►
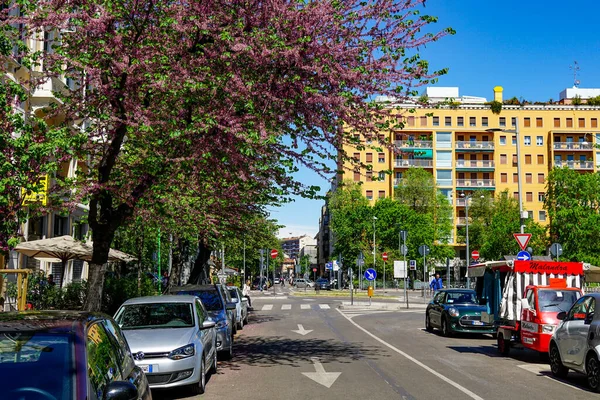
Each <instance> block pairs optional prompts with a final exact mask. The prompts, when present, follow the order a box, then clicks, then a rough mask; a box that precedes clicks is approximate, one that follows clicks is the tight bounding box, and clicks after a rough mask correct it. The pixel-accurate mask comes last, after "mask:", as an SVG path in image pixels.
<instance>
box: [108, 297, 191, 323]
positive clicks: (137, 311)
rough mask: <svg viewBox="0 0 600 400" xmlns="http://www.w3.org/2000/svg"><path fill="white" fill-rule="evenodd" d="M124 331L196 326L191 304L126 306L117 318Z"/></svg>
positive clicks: (161, 303)
mask: <svg viewBox="0 0 600 400" xmlns="http://www.w3.org/2000/svg"><path fill="white" fill-rule="evenodd" d="M115 320H116V321H117V323H118V324H119V325H120V326H121V328H123V329H163V328H190V327H192V326H194V314H193V310H192V304H191V303H148V304H127V305H124V306H123V307H122V308H121V310H120V312H118V313H117V316H116V317H115Z"/></svg>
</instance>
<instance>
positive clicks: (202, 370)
mask: <svg viewBox="0 0 600 400" xmlns="http://www.w3.org/2000/svg"><path fill="white" fill-rule="evenodd" d="M205 367H206V364H205V362H204V354H202V361H200V380H199V381H198V383H195V384H193V385H192V386H191V389H192V394H194V395H198V394H204V392H205V391H206V368H205Z"/></svg>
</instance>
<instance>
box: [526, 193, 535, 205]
mask: <svg viewBox="0 0 600 400" xmlns="http://www.w3.org/2000/svg"><path fill="white" fill-rule="evenodd" d="M525 199H526V201H527V202H528V203H531V202H532V201H533V192H527V193H525Z"/></svg>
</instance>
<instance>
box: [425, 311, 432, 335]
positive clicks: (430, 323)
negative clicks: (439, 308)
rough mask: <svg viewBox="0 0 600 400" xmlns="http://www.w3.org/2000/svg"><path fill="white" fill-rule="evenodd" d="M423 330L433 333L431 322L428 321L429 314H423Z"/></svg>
mask: <svg viewBox="0 0 600 400" xmlns="http://www.w3.org/2000/svg"><path fill="white" fill-rule="evenodd" d="M425 330H426V331H427V332H433V326H431V321H429V313H427V314H425Z"/></svg>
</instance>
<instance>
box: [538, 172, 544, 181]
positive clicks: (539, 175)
mask: <svg viewBox="0 0 600 400" xmlns="http://www.w3.org/2000/svg"><path fill="white" fill-rule="evenodd" d="M545 182H546V176H545V175H544V174H543V173H542V174H538V183H545Z"/></svg>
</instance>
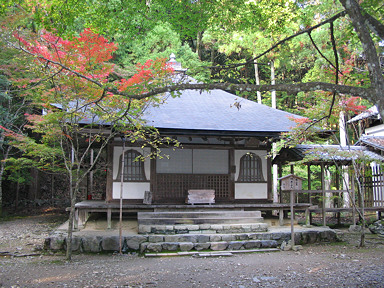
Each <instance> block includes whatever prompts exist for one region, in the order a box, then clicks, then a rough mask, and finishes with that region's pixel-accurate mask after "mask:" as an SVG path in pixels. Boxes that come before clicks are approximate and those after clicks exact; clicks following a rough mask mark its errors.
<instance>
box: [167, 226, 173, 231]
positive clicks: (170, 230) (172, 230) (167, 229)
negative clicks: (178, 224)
mask: <svg viewBox="0 0 384 288" xmlns="http://www.w3.org/2000/svg"><path fill="white" fill-rule="evenodd" d="M174 230H175V228H174V226H172V225H166V226H165V231H174Z"/></svg>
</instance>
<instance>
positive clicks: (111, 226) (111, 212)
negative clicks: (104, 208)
mask: <svg viewBox="0 0 384 288" xmlns="http://www.w3.org/2000/svg"><path fill="white" fill-rule="evenodd" d="M107 229H112V209H111V208H108V209H107Z"/></svg>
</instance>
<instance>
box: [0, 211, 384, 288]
mask: <svg viewBox="0 0 384 288" xmlns="http://www.w3.org/2000/svg"><path fill="white" fill-rule="evenodd" d="M58 219H60V218H57V217H55V216H54V215H51V216H34V217H28V218H25V219H18V220H12V221H6V222H0V252H2V251H10V252H14V253H16V252H18V253H19V254H23V253H24V254H27V253H36V251H34V250H36V248H39V247H41V246H42V244H43V239H44V237H45V236H46V235H48V233H49V232H50V231H51V230H52V229H53V227H54V226H55V225H57V224H58V223H57V221H58ZM345 239H346V241H345V242H341V243H336V244H329V245H325V244H322V245H311V246H304V250H302V251H299V252H292V251H289V252H275V253H264V254H240V255H236V256H232V257H219V258H195V257H178V258H176V257H174V258H143V257H140V256H138V255H123V256H119V255H75V256H74V260H73V261H72V262H70V263H68V262H66V261H65V259H64V257H63V256H62V255H49V254H45V255H40V256H30V257H13V258H12V257H0V287H167V288H170V287H238V288H241V287H384V238H380V237H378V236H376V235H372V234H369V235H367V248H363V249H357V248H356V245H357V243H358V236H356V235H353V234H347V235H346V236H345ZM37 250H38V249H37ZM37 252H38V253H40V252H39V251H37Z"/></svg>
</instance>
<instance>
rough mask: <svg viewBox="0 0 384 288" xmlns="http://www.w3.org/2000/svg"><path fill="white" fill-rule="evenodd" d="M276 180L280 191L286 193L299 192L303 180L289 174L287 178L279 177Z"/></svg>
mask: <svg viewBox="0 0 384 288" xmlns="http://www.w3.org/2000/svg"><path fill="white" fill-rule="evenodd" d="M278 180H280V181H281V182H280V185H281V190H283V191H288V190H301V189H302V187H303V180H305V179H304V178H301V177H299V176H296V175H294V174H289V175H287V176H284V177H281V178H279V179H278Z"/></svg>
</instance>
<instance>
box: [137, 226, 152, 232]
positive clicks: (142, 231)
mask: <svg viewBox="0 0 384 288" xmlns="http://www.w3.org/2000/svg"><path fill="white" fill-rule="evenodd" d="M151 228H152V227H151V226H150V225H139V234H147V233H151V231H152V229H151Z"/></svg>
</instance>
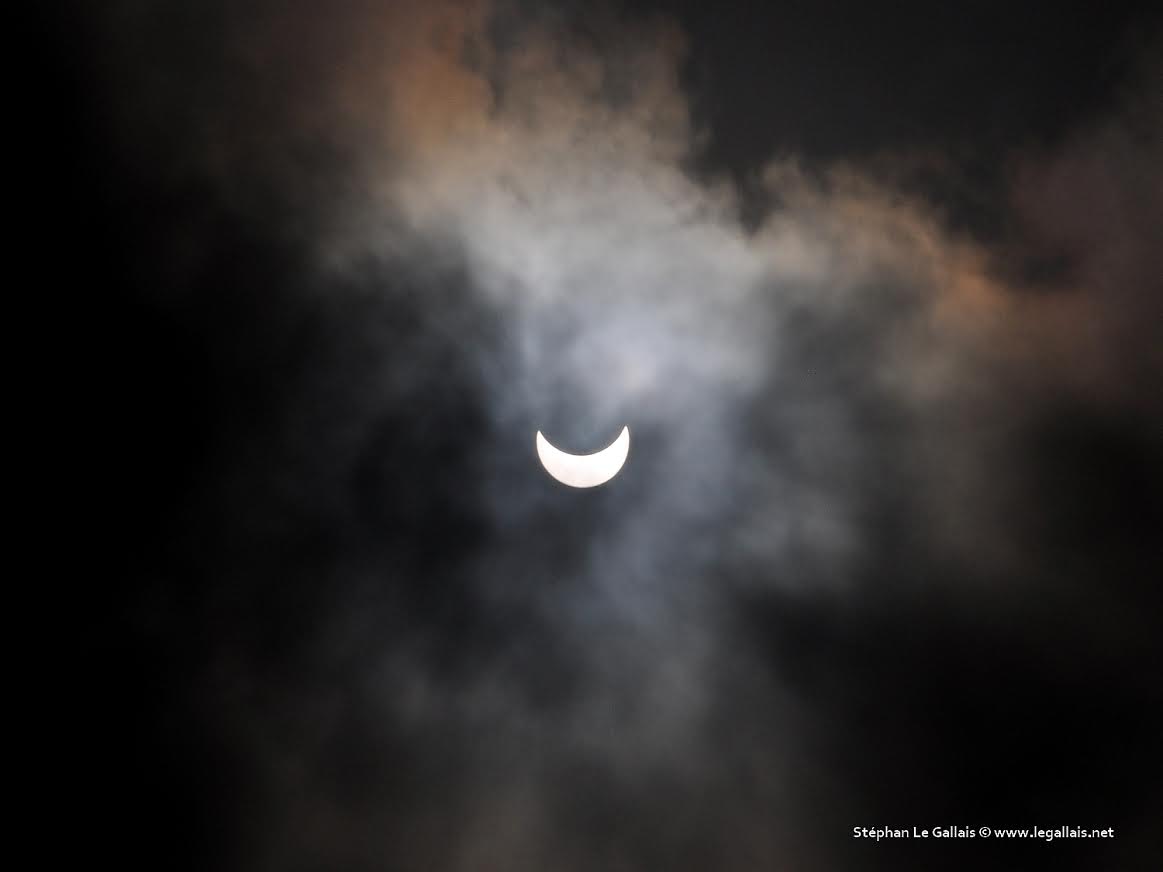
◄
- _Task item_:
Quote every line in the records that contains the word "positive".

- _Output for this exercise_:
positive clicks: (137, 311)
positive clicks: (161, 303)
positive clicks: (202, 370)
positive clicks: (430, 323)
positive clicks: (539, 175)
positive clicks: (170, 230) (172, 230) (167, 229)
positive clicks: (111, 226) (111, 212)
positive clicks: (142, 231)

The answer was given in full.